**WHAT TO PRODUCE:**
Pull out each line of the material below that contains the string "stone", and treat uppercase and lowercase as different.

**GIVEN INFORMATION:**
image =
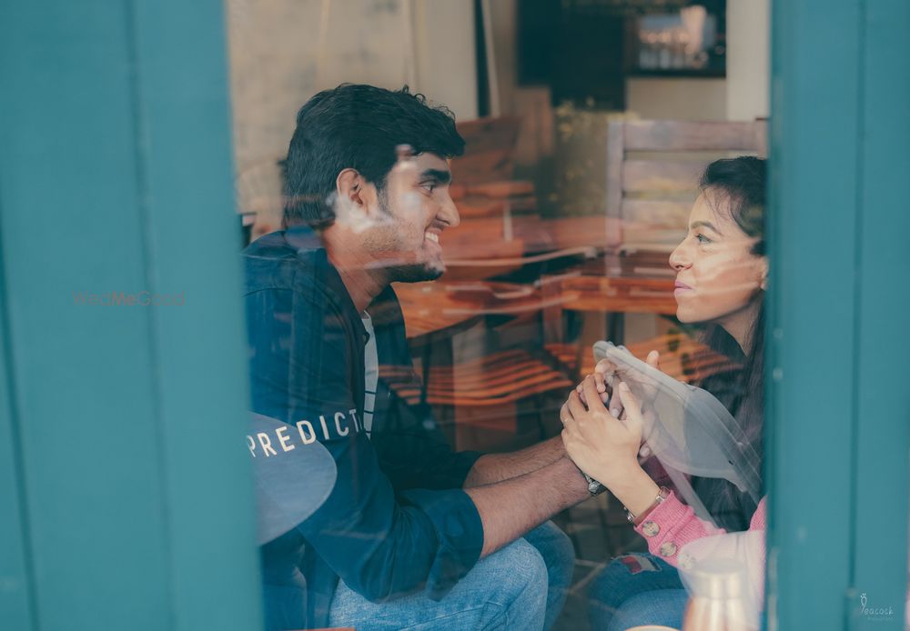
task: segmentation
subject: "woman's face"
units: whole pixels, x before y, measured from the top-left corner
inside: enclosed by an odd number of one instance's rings
[[[755,303],[767,275],[767,259],[752,254],[757,240],[733,220],[723,192],[699,195],[689,233],[670,255],[680,322],[723,323]]]

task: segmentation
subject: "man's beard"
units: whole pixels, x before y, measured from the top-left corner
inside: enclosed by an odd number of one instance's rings
[[[429,263],[396,265],[386,268],[389,283],[422,283],[427,280],[436,280],[443,272],[445,269],[441,265],[431,265]]]
[[[378,197],[379,209],[385,216],[390,220],[394,220],[394,215],[389,207],[389,196],[385,187],[379,189]],[[386,277],[389,283],[422,283],[428,280],[436,280],[445,271],[445,265],[441,262],[437,264],[430,262],[395,262],[385,268]]]

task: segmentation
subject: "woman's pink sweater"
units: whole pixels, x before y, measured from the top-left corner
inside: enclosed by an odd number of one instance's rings
[[[749,530],[765,529],[765,500],[763,497],[752,516]],[[672,566],[679,563],[679,551],[695,539],[726,532],[695,516],[695,511],[681,502],[671,491],[670,496],[658,505],[635,531],[648,542],[648,550]]]

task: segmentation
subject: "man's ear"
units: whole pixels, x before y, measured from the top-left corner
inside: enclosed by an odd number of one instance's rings
[[[335,178],[335,190],[339,199],[345,203],[363,205],[363,175],[356,169],[347,168]]]
[[[357,169],[341,171],[335,178],[335,190],[339,203],[357,208],[364,215],[372,213],[376,206],[376,186],[367,182]]]

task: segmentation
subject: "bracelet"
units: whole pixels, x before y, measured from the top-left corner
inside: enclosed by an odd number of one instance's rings
[[[661,490],[657,493],[657,497],[654,498],[654,501],[652,502],[651,506],[645,508],[644,511],[638,516],[632,515],[632,511],[626,508],[625,506],[622,506],[622,508],[625,509],[626,512],[626,519],[632,522],[632,526],[639,526],[642,521],[644,521],[645,517],[651,515],[651,511],[654,510],[655,508],[657,508],[657,506],[663,504],[666,501],[667,497],[669,496],[670,496],[670,489],[667,488],[666,486],[661,486]]]

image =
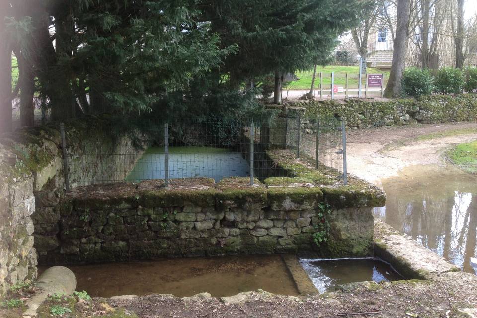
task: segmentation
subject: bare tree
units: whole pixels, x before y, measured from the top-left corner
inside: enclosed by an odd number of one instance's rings
[[[358,53],[361,56],[361,73],[366,73],[366,58],[368,56],[368,39],[370,31],[375,26],[380,3],[372,1],[362,9],[361,15],[364,19],[359,25],[351,29],[351,35]]]
[[[396,39],[391,72],[384,92],[386,97],[398,97],[401,95],[402,76],[406,64],[410,11],[410,0],[398,0]]]

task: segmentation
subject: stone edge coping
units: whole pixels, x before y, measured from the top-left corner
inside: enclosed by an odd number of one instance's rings
[[[433,275],[460,271],[458,266],[380,220],[375,221],[375,255],[407,279],[430,280]]]
[[[383,206],[386,195],[373,187],[362,189],[353,186],[265,187],[259,184],[250,186],[248,178],[231,178],[214,184],[210,179],[174,180],[166,188],[162,180],[150,180],[139,183],[119,182],[80,187],[67,193],[65,202],[77,207],[103,206],[105,204],[127,203],[131,206],[156,206],[158,200],[164,203],[170,201],[172,205],[192,203],[208,206],[214,202],[230,200],[258,200],[275,202],[289,198],[297,203],[304,199],[322,200],[332,208],[374,207]],[[157,202],[158,201],[158,202]],[[177,206],[179,206],[177,205]]]

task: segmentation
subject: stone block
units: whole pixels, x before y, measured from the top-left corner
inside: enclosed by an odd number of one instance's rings
[[[259,246],[273,247],[276,246],[278,238],[271,235],[265,235],[258,238],[257,244]]]
[[[297,226],[299,228],[307,227],[310,225],[311,220],[310,218],[299,218],[297,219]]]
[[[273,226],[276,228],[283,228],[285,224],[284,220],[274,220]]]
[[[34,237],[35,248],[39,251],[47,252],[60,246],[56,236],[35,234]]]
[[[273,221],[266,219],[259,220],[255,224],[255,226],[258,228],[269,229],[273,226]]]
[[[299,234],[302,232],[301,228],[287,228],[287,234],[288,235],[295,235]]]
[[[195,222],[195,228],[198,231],[203,231],[212,229],[214,227],[214,223],[211,220],[202,221]]]
[[[266,235],[268,233],[268,231],[266,229],[257,228],[256,229],[254,229],[253,230],[250,230],[250,233],[252,235],[254,235],[257,237],[261,237]]]
[[[177,221],[195,221],[195,213],[180,212],[175,215],[175,219]]]
[[[237,228],[234,228],[230,229],[230,236],[236,236],[240,234],[240,229]]]
[[[314,233],[316,231],[315,227],[312,226],[302,228],[302,232],[305,233]]]
[[[225,215],[224,211],[212,210],[205,214],[206,220],[222,220]]]
[[[283,223],[284,228],[296,228],[297,223],[294,220],[288,220]]]
[[[242,217],[243,219],[247,222],[258,221],[260,219],[260,211],[244,211],[242,214]]]

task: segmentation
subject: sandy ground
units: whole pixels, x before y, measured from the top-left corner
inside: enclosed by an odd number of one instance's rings
[[[420,125],[349,131],[347,136],[348,171],[374,183],[397,175],[404,167],[417,164],[445,165],[446,151],[477,139],[477,133],[459,134],[420,141],[419,136],[446,131],[477,128],[476,122]]]

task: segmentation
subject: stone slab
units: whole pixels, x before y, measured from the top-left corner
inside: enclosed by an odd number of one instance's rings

**COMPLETE ANSWER:**
subject: stone edge coping
subject: stone block
subject: stone slab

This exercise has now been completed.